_WHAT TO PRODUCE_
Return, unchanged, the lines of the records below that begin with the line containing "Expected: one point per instance of the bare" and run through the end of the records.

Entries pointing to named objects
# # # # #
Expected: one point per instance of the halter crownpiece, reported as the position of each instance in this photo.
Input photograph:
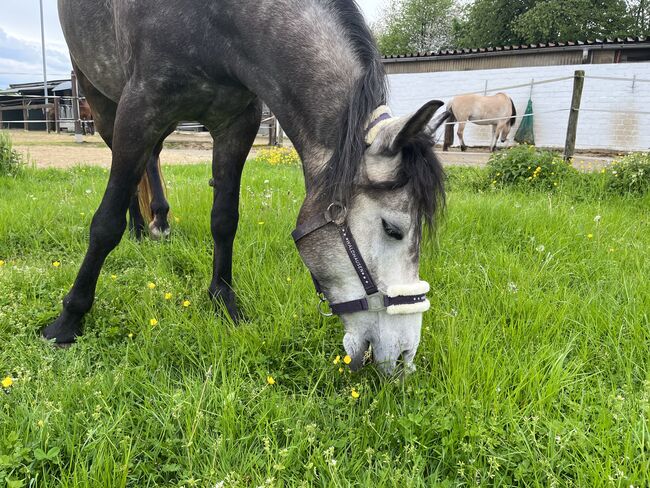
(379, 118)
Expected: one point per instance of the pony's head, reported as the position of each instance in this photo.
(397, 189)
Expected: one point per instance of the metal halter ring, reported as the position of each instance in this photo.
(342, 213)
(320, 307)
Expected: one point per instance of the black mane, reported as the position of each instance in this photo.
(335, 182)
(420, 167)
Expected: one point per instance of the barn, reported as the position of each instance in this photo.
(21, 105)
(615, 106)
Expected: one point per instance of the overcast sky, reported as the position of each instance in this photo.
(20, 40)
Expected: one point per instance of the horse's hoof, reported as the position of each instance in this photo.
(225, 298)
(159, 231)
(63, 332)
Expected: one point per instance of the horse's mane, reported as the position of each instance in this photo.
(336, 180)
(420, 167)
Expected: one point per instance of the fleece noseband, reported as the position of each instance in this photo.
(399, 299)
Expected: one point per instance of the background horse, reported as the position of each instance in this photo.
(318, 69)
(495, 110)
(86, 117)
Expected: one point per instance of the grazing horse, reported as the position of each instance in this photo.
(372, 180)
(495, 110)
(146, 207)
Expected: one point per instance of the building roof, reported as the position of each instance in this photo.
(617, 43)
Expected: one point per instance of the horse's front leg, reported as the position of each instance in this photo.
(159, 226)
(134, 135)
(231, 147)
(461, 131)
(495, 134)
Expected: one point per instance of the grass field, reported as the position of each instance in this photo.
(532, 371)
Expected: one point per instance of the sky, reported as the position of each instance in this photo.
(20, 40)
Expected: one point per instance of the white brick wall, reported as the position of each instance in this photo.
(596, 130)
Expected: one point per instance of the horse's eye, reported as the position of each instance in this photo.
(391, 230)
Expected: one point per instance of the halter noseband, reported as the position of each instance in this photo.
(400, 299)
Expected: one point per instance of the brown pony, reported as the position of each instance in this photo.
(495, 110)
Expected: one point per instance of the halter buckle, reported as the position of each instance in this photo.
(338, 217)
(375, 302)
(321, 309)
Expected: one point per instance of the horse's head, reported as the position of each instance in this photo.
(398, 187)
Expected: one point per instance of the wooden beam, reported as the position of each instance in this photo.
(572, 127)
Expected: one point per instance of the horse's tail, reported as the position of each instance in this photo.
(449, 130)
(145, 194)
(513, 118)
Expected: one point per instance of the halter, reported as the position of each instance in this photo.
(400, 299)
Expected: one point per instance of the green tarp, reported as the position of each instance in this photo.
(525, 132)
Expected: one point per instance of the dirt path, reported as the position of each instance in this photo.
(61, 151)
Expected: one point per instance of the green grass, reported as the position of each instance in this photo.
(532, 370)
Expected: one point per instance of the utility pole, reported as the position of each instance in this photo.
(44, 67)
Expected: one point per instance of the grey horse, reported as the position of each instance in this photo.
(146, 65)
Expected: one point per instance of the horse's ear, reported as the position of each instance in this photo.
(415, 124)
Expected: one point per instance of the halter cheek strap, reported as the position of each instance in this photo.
(398, 299)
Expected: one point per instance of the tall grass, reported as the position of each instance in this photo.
(532, 371)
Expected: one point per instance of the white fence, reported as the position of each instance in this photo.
(615, 108)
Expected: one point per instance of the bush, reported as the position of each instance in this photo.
(279, 156)
(10, 161)
(630, 175)
(527, 166)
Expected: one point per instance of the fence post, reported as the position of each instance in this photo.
(25, 116)
(75, 108)
(57, 124)
(570, 143)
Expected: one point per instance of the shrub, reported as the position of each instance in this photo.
(630, 175)
(10, 160)
(527, 166)
(279, 156)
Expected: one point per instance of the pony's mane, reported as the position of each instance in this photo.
(336, 180)
(420, 167)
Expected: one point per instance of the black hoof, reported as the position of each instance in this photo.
(64, 330)
(159, 230)
(225, 298)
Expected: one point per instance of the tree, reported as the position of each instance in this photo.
(408, 26)
(486, 23)
(564, 20)
(639, 11)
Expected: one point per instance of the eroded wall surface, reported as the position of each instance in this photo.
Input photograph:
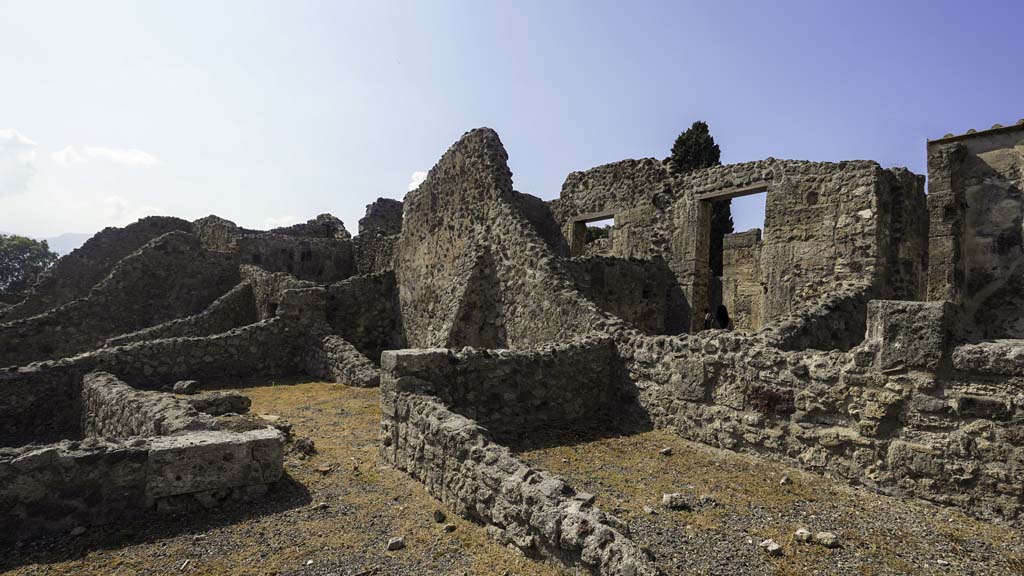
(170, 277)
(75, 274)
(464, 239)
(976, 244)
(825, 223)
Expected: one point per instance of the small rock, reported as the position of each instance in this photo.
(185, 386)
(676, 501)
(303, 447)
(771, 547)
(826, 539)
(586, 497)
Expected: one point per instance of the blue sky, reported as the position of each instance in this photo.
(268, 113)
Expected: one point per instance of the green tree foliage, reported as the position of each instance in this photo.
(22, 259)
(694, 150)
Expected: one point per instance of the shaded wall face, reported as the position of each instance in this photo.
(977, 256)
(821, 228)
(472, 268)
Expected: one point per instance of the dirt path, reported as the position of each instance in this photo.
(745, 503)
(334, 516)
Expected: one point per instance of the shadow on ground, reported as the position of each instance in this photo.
(286, 494)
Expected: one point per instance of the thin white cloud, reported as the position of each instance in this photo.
(279, 221)
(16, 156)
(120, 211)
(124, 156)
(416, 179)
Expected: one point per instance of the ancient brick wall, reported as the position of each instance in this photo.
(315, 259)
(643, 293)
(902, 413)
(375, 253)
(113, 409)
(61, 486)
(462, 217)
(43, 400)
(75, 275)
(170, 277)
(336, 360)
(530, 509)
(976, 246)
(511, 393)
(237, 307)
(383, 218)
(825, 223)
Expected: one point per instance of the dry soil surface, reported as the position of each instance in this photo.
(333, 515)
(738, 501)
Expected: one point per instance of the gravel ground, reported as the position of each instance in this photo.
(333, 515)
(739, 500)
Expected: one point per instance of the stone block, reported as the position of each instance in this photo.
(207, 460)
(910, 334)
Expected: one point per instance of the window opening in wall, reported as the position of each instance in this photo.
(592, 234)
(600, 231)
(736, 285)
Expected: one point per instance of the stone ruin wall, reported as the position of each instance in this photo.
(908, 411)
(459, 463)
(170, 277)
(975, 236)
(463, 222)
(142, 452)
(74, 275)
(825, 224)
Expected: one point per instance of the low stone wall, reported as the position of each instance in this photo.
(237, 307)
(532, 510)
(513, 392)
(112, 408)
(836, 321)
(100, 481)
(42, 400)
(335, 359)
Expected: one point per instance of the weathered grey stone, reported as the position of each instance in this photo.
(185, 386)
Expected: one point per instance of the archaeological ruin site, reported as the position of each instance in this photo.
(571, 402)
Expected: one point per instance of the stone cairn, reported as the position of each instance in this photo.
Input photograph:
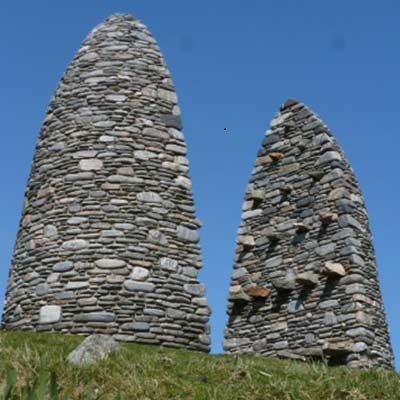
(108, 239)
(305, 281)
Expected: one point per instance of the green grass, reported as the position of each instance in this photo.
(33, 364)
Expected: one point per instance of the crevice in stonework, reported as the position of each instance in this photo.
(108, 240)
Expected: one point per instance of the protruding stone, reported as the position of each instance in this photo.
(258, 292)
(186, 234)
(247, 241)
(328, 218)
(276, 155)
(333, 269)
(302, 227)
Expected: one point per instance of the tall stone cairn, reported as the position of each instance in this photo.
(305, 281)
(108, 240)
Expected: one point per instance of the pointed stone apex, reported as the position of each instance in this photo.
(289, 103)
(120, 17)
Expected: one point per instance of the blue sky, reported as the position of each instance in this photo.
(233, 63)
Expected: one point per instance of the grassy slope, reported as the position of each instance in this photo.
(150, 372)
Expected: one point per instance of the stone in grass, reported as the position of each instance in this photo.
(92, 349)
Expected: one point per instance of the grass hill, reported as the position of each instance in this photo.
(32, 366)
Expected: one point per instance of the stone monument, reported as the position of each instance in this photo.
(108, 239)
(305, 283)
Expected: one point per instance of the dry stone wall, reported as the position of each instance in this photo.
(305, 283)
(108, 240)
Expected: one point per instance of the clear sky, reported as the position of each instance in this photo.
(233, 63)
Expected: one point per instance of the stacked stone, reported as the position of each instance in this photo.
(108, 240)
(305, 281)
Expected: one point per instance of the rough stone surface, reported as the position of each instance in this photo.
(94, 348)
(311, 247)
(109, 211)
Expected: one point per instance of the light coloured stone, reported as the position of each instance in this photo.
(91, 164)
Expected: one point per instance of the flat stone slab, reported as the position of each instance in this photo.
(92, 349)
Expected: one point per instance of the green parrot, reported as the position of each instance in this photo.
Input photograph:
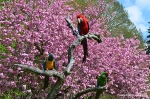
(102, 79)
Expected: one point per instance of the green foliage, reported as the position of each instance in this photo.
(11, 93)
(120, 23)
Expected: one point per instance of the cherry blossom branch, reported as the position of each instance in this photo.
(41, 72)
(96, 89)
(61, 77)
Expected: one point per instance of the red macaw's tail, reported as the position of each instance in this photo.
(85, 48)
(46, 82)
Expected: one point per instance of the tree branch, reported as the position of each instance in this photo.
(41, 72)
(61, 77)
(89, 90)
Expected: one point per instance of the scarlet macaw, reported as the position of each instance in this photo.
(83, 29)
(102, 79)
(48, 64)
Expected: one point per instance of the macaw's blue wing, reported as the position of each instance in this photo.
(44, 65)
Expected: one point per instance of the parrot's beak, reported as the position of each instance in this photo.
(79, 20)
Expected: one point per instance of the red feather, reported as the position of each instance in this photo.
(83, 29)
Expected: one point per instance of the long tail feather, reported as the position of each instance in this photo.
(85, 48)
(46, 82)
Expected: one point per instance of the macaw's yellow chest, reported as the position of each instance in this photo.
(49, 65)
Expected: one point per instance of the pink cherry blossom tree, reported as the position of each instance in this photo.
(30, 27)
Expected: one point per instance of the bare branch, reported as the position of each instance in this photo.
(89, 90)
(41, 72)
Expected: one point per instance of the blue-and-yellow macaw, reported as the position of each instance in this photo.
(102, 79)
(48, 64)
(83, 29)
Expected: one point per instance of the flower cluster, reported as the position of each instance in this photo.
(30, 27)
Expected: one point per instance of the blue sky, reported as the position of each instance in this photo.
(139, 13)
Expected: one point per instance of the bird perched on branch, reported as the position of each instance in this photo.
(48, 64)
(83, 29)
(102, 79)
# # # # #
_CORRECT RESPONSE_
Expected: one point per instance of the bare branch, reported as the position of each instance in this photo.
(89, 90)
(41, 72)
Expected: one point per instance of the blue-and-yellow macaw, reported as the position of each instance in this photo.
(102, 79)
(48, 64)
(83, 29)
Expected: one point per instance of the flower cluster, reported as the position of each instance in this photo.
(30, 27)
Expected: one point per instance of the blue sky, reported as the position of each instance in this photo.
(139, 13)
Expected: one point per instance of the bird perched on branch, reported as the position of each instance in this photo.
(48, 64)
(83, 29)
(102, 79)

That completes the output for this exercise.